▼▼▼

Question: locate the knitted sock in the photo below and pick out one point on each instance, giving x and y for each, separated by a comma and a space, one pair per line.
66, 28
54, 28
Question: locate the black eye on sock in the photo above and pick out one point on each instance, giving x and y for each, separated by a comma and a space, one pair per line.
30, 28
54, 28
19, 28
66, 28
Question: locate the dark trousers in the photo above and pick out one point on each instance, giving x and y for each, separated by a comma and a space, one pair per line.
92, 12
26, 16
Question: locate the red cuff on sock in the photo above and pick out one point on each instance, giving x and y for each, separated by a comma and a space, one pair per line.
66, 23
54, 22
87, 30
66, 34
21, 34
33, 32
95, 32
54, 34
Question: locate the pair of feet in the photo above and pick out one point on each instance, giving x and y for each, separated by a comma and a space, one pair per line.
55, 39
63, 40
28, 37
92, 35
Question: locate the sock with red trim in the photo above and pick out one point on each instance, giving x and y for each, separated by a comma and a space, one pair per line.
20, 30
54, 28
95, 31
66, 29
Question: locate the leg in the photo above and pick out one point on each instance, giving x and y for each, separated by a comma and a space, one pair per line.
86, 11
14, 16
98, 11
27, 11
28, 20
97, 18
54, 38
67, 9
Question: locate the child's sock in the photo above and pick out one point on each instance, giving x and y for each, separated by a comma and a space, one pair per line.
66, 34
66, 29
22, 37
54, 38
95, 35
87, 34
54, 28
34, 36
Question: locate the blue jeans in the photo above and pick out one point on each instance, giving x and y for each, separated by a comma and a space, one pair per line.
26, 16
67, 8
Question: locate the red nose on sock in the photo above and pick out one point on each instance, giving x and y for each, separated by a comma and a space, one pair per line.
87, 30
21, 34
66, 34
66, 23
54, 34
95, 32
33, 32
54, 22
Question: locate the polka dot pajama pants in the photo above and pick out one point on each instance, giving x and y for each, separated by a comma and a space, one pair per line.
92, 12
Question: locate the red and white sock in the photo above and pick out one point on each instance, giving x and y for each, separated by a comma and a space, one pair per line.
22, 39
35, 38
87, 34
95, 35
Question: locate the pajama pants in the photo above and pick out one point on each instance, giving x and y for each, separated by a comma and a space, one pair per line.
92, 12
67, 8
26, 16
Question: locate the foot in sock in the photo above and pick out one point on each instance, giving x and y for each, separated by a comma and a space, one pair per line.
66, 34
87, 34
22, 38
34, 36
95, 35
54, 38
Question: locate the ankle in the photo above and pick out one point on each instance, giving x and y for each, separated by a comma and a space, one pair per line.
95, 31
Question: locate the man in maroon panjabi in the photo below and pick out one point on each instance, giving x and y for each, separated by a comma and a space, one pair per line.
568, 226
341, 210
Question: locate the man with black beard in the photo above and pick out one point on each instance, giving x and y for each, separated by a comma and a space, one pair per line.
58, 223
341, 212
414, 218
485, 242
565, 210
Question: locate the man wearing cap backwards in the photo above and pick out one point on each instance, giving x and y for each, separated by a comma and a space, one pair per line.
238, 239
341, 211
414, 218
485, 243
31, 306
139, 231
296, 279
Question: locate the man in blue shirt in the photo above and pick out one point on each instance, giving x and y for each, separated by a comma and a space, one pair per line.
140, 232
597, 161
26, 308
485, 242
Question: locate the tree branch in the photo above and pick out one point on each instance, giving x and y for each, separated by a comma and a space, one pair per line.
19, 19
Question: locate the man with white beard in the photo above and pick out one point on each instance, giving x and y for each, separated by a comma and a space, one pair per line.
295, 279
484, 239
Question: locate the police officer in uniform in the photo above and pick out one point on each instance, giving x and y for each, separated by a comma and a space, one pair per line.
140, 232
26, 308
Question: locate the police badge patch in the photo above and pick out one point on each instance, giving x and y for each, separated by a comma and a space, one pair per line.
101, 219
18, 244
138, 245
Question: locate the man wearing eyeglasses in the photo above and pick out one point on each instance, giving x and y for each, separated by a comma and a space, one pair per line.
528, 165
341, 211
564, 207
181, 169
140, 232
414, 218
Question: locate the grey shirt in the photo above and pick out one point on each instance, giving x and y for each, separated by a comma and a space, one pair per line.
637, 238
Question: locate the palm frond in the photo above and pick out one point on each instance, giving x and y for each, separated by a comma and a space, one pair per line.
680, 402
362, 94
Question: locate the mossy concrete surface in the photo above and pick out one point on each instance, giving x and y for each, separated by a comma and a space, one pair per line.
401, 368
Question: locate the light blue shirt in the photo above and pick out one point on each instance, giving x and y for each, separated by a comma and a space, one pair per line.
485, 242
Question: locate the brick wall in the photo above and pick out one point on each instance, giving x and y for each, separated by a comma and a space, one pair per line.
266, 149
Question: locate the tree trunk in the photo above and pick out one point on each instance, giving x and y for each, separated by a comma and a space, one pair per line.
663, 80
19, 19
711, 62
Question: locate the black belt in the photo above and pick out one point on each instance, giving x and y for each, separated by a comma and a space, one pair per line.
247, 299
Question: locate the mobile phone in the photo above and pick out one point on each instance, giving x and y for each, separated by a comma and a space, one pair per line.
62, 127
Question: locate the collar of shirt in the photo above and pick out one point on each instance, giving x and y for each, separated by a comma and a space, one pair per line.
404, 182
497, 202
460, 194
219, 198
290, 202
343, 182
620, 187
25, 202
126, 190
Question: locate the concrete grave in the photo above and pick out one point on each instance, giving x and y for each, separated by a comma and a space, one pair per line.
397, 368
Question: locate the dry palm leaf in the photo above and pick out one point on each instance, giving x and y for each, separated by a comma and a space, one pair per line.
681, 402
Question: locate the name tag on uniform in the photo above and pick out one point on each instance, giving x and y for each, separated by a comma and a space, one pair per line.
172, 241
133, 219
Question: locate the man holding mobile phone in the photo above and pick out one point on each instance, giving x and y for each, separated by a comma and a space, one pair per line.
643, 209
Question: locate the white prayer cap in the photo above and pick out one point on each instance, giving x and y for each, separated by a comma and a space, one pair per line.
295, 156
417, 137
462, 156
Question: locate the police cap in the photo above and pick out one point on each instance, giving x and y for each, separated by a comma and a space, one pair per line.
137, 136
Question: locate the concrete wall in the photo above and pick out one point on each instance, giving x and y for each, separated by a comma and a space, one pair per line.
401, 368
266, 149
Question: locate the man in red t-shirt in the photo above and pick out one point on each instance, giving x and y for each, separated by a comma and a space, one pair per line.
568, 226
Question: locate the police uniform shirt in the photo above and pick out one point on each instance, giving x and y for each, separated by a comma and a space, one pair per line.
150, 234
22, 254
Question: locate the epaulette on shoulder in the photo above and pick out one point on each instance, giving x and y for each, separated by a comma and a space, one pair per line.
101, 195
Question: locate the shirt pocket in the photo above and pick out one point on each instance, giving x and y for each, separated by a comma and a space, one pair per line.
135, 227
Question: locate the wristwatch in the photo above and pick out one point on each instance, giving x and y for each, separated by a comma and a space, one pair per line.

▲▲▲

_Action item_. Please copy all of the data above exactly.

_Result_.
Question: locate the knitted sock in the photo below and pick out one point on each instance, giving x and y for each, separated by a comma and a space, one pair per line.
66, 28
54, 28
Question: locate the black eye on sock in the photo above and pick out one point on each instance, giving x and y for each, separated by a comma and a space, one pair per line.
30, 28
54, 28
19, 28
66, 28
Question: locate the dark trousers in the photo above and pick out one point on each instance, giving x and y for each, separated by a comma and a space, one pair per line.
92, 12
26, 16
Question: locate the red cuff on sock in the photo above and pick out one point on each instance, giving x and y for each, separated by a comma and a space, one pair per line.
66, 23
54, 22
87, 30
66, 34
21, 34
33, 32
95, 32
54, 34
Question: locate the pair of feet in the photo above and pick out one point on each instance, giving x and y for each, separated by a comma and a space, one pair per line.
55, 39
63, 40
28, 37
92, 35
Question: locate the sock with red trim in the photo above and pick out one point on each instance, giving x and y for each, separated by a comma and a space, one pair per line.
20, 30
54, 28
95, 31
66, 29
Question: locate the leg in the photo above and pick out one point on each instance, giving x and y for each, separated by a comma and a space, one pair per line.
86, 11
14, 16
98, 11
27, 11
28, 20
97, 18
54, 38
67, 9
Question: locate the child's sock in the photo above and pick out one point on each instance, giving x and y for each, separated by a comma and a space, one pair per line.
66, 34
66, 29
22, 37
54, 38
95, 35
87, 34
54, 28
34, 36
Question: locate the blue jeans in the photo above and pick out one point on each instance, giving x and y for each, separated by a comma and a space, one pair per line.
26, 16
67, 8
Question: locate the red nose on sock in the photo above and pick out one point on each instance, giving x and y for each, separated by a comma and a space, one pair per line.
87, 30
21, 34
66, 34
66, 23
54, 34
95, 32
33, 32
54, 22
Question: locate the polka dot pajama pants in the photo above and pick out one point on each instance, giving x and y for each, separated by a comma and a space, one pair per line.
92, 12
Question: locate the red and white sock in the photo above and pick out one point on each instance, giving x and y for each, separated by a comma and a space, one pair per line.
22, 39
35, 38
87, 34
95, 35
Question: locate the pajama pants in the photo above and pick out one point on each instance, giving x and y for each, separated by a comma and a space, one pair per line.
92, 12
67, 8
26, 16
Question: locate the foot in sock in the photo above and pick out one point on each instance, giving x and y for each, separated by a comma and a space, one pair per line.
66, 34
87, 34
22, 38
34, 36
95, 35
54, 38
Question: locate the ankle in the photo above and pick out one point on each instance, giving x and y for each, separated by a comma and a space, one pair per line.
95, 31
Question: locate the man in maroon panjabi in the photo below and pick out one point on each instance, giving x and y for each, separated by a comma and a space, one pair per line.
568, 226
341, 210
Question: locate the man with black beard in the photo above and pick out one point on each instance, giving x and y for each, separated by a comma and a space, one pair per line.
58, 223
341, 212
414, 218
485, 242
565, 210
Question: locate the man wearing cap backwards in the photo above and pick out one point on each instance, giving x and y for each, separated by a comma and a space, one pair per line.
238, 239
341, 211
414, 218
485, 243
31, 306
139, 231
296, 279
Question: locate the man in blue shirt in the photo above and pick out one point on each instance, giving x and y for each, separated by a comma and a space, one pair per line.
140, 232
597, 161
26, 308
485, 242
Question: locate the tree branch in the photo above and pick out one point on each instance, giving x and y for each, separated by a comma and a space, one pair per line.
19, 19
Question: locate the man with white beard in the photo above and pick out one point on each instance, giving x and y for each, separated by a comma and a space, one pair per line.
295, 279
484, 239
Question: locate the police officer in uniform in the photo above and pick out one point on each instance, giving x and y for each, separated by a comma and a space, one pair per line.
140, 232
26, 308
Question: locate the police badge patch in the photo above and pick out one point on each instance, giving x and y for each, separated by a comma and a space, one pair per line.
101, 219
18, 244
138, 245
Question: locate the man wearing eyeglasses in the photo above and pick out one point on each instance, giving x and y for each, separated by a comma and a space, one pair per line.
528, 165
341, 211
564, 207
181, 169
140, 232
414, 218
Question: locate the grey shirt in the photo above and pick out one point on each instance, giving x and y for each, separated by a comma and a space, one pair per line.
637, 238
Question: locate the palm frond in the photo above and pick out one point on each instance, giving x and y for each, separated by a comma and a space, one pair per line.
680, 402
362, 94
Question: locate the mossy concrete surface in the photo above and pick out one point on each instance, giving x and y for each, separated by a comma and a space, one pair per line.
401, 368
Question: locate the light blue shirt in the photo above and pick out one point on each instance, giving x and y for each, separated by a comma and a space, one pair per line.
485, 242
Question: locate the brick wall in the photo above and pick out one point on each instance, giving x and y for each, separated by a comma and a space, one pair per line.
266, 149
Question: locate the tree trunk in the photo above and pick out one point on each instance, giving x and y for each, separated by a comma and a space, one pair per line.
663, 80
19, 19
711, 62
Question: locate the black belt in the photo above and pick out one point on each instance, giving x and y for each, separated by a comma and a space, one pair per line.
247, 299
Question: locate the mobile phone in the photo above and pick out one point on each instance, giving x and y for each, separated by a comma and a space, one pair per line.
62, 127
Question: locate the collar of shirt in the photo above and pick out one point on each instance, giving x and y for each, separated by a comma and a space, one pair per line.
404, 182
497, 202
460, 194
219, 198
290, 202
343, 182
620, 187
25, 202
126, 190
Question: locate the concrete grave in the photo above and pick out one point on each instance, giving x and y for each, separated by a comma and a space, one pair per line.
397, 368
Question: locate the dry palm leaf in the photo above and pick out one point on each instance, giving x and y for each, separated by a comma and a space, one pair per line.
681, 402
Question: locate the name tag on uniform in the photo above and pick out one point on each instance, giving x and y for each, separated by a comma and a space, one pair per line.
172, 241
133, 219
Question: locate the man holding mobile phone in the photo above and pick out one point on each instance, giving x and y for each, separated by a comma and a space, one pair per line.
643, 209
Question: locate the white prayer cap in the photo above and pick out one point on each instance, giving x and y for each, separated by a comma and a space, one pair per line.
295, 156
417, 137
462, 156
Question: locate the police cap in the photo above and pick out one point on each instance, giving x and y for each, separated by a comma and a space, one pair per line.
137, 136
Question: locate the concrete wall in the photo above and pick out one point on each instance, giving x and y for each, separated by a comma and a space, one pair per line.
401, 368
266, 149
Question: locate the man in red t-shirt in the photo above and pick out one point on each instance, giving x and y for each, separated by a comma and a space, one pair per line.
568, 226
Question: locate the police uniform shirt in the photo above and pick out one point on each instance, giving x and y for each, separated by a comma and a space, one pair per line.
150, 234
22, 254
Question: locate the epaulette on shoulder in the photo above and pick out one point on each instance, giving x and y for each, separated by a comma and a space, one pair per line.
101, 195
Question: locate the shirt pocket in the photo above and pick out one point on each instance, giving x and y for each, separated by a comma and a space, one pair per line.
135, 227
Question: locate the wristwatch in the photo above and pick out one point on each instance, giving x and y for each, separated by a comma and a space, one pair per line.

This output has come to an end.